WHAT NEEDS TO BE DONE
Copy the lines below verbatim, but only from the line containing "Query: dense foliage" through the end of the data.

Extracted data entries

______________________________

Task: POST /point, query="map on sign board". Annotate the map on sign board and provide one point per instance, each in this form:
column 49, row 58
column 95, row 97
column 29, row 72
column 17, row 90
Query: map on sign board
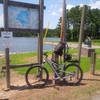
column 6, row 35
column 23, row 18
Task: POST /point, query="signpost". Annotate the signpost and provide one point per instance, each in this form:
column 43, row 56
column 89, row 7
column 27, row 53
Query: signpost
column 22, row 17
column 7, row 36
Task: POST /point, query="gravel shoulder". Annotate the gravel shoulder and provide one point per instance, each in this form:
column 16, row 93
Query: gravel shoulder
column 89, row 89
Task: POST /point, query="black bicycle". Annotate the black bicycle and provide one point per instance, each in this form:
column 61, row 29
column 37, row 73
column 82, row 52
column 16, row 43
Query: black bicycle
column 38, row 75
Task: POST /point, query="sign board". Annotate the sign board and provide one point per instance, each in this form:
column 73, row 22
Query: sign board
column 6, row 35
column 20, row 16
column 23, row 18
column 7, row 39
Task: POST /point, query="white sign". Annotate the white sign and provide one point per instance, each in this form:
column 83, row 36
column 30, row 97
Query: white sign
column 23, row 18
column 6, row 35
column 7, row 39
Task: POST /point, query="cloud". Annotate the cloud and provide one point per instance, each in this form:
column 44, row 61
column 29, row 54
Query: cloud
column 54, row 13
column 1, row 20
column 95, row 5
column 70, row 6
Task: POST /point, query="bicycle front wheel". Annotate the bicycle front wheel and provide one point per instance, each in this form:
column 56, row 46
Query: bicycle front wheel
column 73, row 74
column 36, row 76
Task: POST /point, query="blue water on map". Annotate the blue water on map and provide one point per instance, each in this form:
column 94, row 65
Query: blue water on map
column 22, row 17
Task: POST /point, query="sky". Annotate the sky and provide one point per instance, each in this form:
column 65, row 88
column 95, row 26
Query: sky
column 53, row 9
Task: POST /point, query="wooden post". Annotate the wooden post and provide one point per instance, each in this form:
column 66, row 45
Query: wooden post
column 7, row 69
column 5, row 7
column 93, row 62
column 63, row 22
column 40, row 36
column 81, row 34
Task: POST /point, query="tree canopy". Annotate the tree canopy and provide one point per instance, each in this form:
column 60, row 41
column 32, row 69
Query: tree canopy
column 91, row 24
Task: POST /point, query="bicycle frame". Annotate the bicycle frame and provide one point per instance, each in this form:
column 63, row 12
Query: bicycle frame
column 53, row 66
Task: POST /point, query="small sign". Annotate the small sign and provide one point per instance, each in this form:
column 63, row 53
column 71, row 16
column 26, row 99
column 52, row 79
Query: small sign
column 6, row 35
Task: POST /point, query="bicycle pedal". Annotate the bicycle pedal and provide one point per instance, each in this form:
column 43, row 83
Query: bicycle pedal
column 56, row 78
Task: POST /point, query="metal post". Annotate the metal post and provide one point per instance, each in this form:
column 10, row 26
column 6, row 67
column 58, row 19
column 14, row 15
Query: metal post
column 7, row 69
column 5, row 7
column 81, row 33
column 63, row 23
column 93, row 62
column 40, row 36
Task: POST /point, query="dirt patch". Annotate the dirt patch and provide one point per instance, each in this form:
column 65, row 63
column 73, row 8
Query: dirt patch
column 87, row 90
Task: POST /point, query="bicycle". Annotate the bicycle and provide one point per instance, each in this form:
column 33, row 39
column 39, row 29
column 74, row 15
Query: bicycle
column 38, row 75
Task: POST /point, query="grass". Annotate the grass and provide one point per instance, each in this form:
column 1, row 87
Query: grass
column 94, row 42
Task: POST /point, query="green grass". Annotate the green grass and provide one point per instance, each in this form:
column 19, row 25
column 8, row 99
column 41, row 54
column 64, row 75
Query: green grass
column 20, row 59
column 96, row 42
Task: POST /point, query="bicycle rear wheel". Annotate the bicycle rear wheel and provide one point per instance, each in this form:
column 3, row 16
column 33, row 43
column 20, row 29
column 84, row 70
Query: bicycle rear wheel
column 36, row 76
column 73, row 74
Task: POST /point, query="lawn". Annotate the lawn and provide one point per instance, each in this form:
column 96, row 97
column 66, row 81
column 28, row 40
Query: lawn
column 94, row 42
column 21, row 59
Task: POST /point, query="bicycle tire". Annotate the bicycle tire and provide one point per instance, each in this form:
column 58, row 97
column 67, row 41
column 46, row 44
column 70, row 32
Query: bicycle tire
column 78, row 73
column 31, row 75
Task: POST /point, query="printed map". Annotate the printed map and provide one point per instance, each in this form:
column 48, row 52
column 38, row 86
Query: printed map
column 23, row 18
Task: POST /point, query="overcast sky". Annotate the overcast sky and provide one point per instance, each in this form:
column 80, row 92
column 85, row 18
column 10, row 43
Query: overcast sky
column 53, row 9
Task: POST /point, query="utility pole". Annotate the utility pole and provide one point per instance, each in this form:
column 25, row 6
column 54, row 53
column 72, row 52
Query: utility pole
column 63, row 26
column 81, row 33
column 40, row 36
column 63, row 22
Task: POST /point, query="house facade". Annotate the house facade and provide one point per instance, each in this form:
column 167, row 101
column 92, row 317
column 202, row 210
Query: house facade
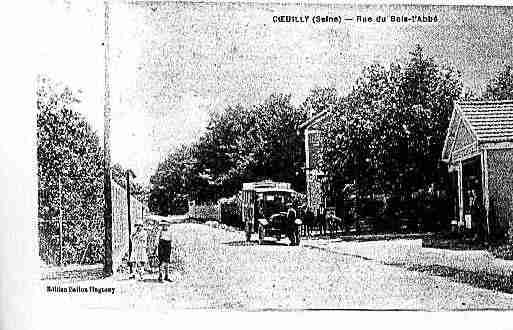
column 479, row 152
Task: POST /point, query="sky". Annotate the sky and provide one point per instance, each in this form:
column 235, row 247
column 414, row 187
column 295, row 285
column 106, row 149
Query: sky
column 174, row 63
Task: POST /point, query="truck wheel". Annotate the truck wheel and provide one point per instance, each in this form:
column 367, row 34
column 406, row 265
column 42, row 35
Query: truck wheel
column 261, row 234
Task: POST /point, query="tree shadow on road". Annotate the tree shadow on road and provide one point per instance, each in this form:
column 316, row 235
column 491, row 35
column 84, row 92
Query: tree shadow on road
column 251, row 243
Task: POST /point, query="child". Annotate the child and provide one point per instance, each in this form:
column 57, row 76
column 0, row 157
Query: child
column 139, row 255
column 164, row 250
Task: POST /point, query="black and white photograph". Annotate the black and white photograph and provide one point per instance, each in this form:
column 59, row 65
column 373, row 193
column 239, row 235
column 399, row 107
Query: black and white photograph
column 259, row 157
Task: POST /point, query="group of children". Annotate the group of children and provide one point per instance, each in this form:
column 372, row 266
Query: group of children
column 139, row 255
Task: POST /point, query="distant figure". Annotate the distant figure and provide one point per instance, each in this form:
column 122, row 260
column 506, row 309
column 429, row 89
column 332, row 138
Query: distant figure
column 308, row 221
column 164, row 250
column 291, row 225
column 321, row 220
column 139, row 256
column 477, row 217
column 291, row 213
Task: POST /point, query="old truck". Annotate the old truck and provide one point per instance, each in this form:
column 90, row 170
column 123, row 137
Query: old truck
column 264, row 211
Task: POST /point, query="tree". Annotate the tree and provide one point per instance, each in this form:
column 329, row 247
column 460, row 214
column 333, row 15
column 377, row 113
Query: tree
column 387, row 134
column 241, row 144
column 169, row 185
column 320, row 99
column 254, row 143
column 501, row 86
column 69, row 156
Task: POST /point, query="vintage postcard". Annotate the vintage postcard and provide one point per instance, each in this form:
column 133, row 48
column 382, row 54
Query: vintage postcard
column 245, row 156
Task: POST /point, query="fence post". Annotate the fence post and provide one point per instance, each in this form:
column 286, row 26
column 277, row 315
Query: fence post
column 107, row 188
column 129, row 219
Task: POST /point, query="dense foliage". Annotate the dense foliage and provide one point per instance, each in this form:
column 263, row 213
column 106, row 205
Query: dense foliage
column 241, row 144
column 387, row 134
column 69, row 156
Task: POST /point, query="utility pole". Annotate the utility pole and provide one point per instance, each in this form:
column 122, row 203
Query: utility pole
column 60, row 221
column 129, row 218
column 107, row 191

______________________________

ANSWER BELOW
Query: dense foliage
column 241, row 144
column 387, row 134
column 69, row 156
Task: POST /point, query="utility pole". Annotate the utility pole and provide one point per instance, each in this form:
column 122, row 203
Query: utility pole
column 60, row 221
column 129, row 218
column 107, row 191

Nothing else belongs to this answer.